** QUÉ HACER **
¿Puedes copiar sin ningún cambio el tramo del texto sobre la soledad del gobernante que va desde "Ya decía el" hasta "soledad del gobernante."?

Visto y Oído
John Amos
Aparte de los grandes iconos musicales o deportivos, quizá sean los políticos los personajes públicos más aclamados por las multitudes, especialmente en campañas electorales, y sobre todo en la noche en que celebran su victoria. También es verdad que la gloria de los políticos es efímera, ya que el ejercicio del poder constituye un inexorable camino de desgaste, dadas las inevitables dificultades de sacar adelante los proyectos con los que con tanta ilusión se presentan.
Pero, aun estando rodeados de multitudes y de asesores y consejeros, la realidad del gobernante es que está solo cuando tiene que tomar sus decisiones. Y esa soledad conmueve cuando vemos cómo en momentos difíciles (guerras, ataques terroristas, desastres naturales, pandemias, crisis económicas…) los gobernantes tienen que adoptar medidas que saben serán duras para el conjunto de sus conciudadanos sin conocer con certeza los efectos que tendrán.
Ya decía el sociólogo Max Weber que el político, aun teniendo su propia ideología y siempre ambicionar la permanencia en el poder, no se guía por la ética de los valores cuando gobierna y debe tomar importantes decisiones, sino por una racionalidad basada en las consecuencias. Y es ahí precisamente donde radica la soledad del gobernante.
Si se guiara exclusivamente por lo que le piden sus valores y fuera fiel a ellos sin tener que medir las consecuencias, como sucede con el sacerdote o el filósofo moral, estaría solo en sus decisiones, ya que siempre se sentiría acompañado por la tranquilidad de conciencia que le da saber que ha hecho lo que debía hacer. Pero al tener que guiarse por las consecuencias futuras de sus actos, y desconocer cuáles serán los resultados de sus decisiones, el gobernante está dramáticamente solo a la hora de adoptarlas.

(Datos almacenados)
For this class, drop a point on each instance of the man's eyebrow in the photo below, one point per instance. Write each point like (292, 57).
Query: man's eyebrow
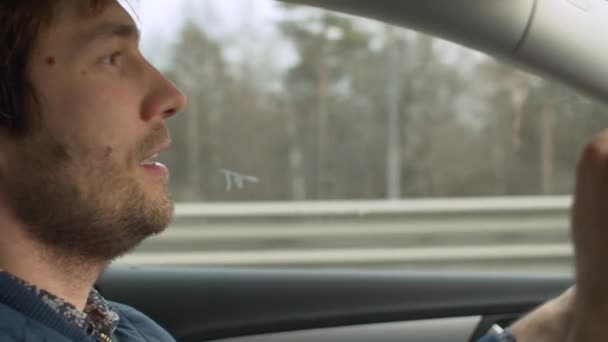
(108, 30)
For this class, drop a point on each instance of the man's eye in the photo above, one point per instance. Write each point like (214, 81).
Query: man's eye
(112, 59)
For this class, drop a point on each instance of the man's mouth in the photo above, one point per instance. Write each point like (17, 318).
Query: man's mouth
(153, 167)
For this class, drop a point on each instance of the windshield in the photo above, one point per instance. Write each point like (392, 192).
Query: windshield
(315, 139)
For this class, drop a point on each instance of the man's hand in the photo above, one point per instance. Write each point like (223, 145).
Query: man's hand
(548, 323)
(590, 236)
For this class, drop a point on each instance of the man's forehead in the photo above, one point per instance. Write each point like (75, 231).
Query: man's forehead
(132, 7)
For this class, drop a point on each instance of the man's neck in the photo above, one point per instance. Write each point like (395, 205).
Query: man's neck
(64, 276)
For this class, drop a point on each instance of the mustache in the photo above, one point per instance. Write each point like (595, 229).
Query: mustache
(158, 136)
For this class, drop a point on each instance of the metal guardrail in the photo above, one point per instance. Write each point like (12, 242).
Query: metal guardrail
(519, 233)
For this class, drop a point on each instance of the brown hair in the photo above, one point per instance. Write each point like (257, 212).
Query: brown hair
(21, 22)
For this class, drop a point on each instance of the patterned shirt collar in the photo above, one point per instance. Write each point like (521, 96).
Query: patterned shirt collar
(97, 318)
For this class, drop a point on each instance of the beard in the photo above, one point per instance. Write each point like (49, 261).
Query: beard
(85, 205)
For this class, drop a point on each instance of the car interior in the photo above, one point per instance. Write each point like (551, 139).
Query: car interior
(555, 39)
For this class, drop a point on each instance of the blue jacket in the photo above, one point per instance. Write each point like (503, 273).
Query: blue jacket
(25, 318)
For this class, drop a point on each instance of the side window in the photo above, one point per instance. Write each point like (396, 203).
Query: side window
(316, 139)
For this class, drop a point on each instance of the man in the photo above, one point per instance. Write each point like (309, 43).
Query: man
(82, 118)
(83, 115)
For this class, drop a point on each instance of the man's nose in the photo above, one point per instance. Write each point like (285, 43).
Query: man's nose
(164, 99)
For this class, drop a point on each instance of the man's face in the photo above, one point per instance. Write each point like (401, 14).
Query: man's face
(79, 181)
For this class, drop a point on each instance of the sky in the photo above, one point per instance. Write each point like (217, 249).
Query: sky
(161, 21)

** RESPUESTA **
Ya decía el sociólogo Max Weber que el político, aun teniendo su propia ideología y siempre ambicionar la permanencia en el poder, no se guía por la ética de los valores cuando gobierna y debe tomar importantes decisiones, sino por una racionalidad basada en las consecuencias. Y es ahí precisamente donde radica la soledad del gobernante.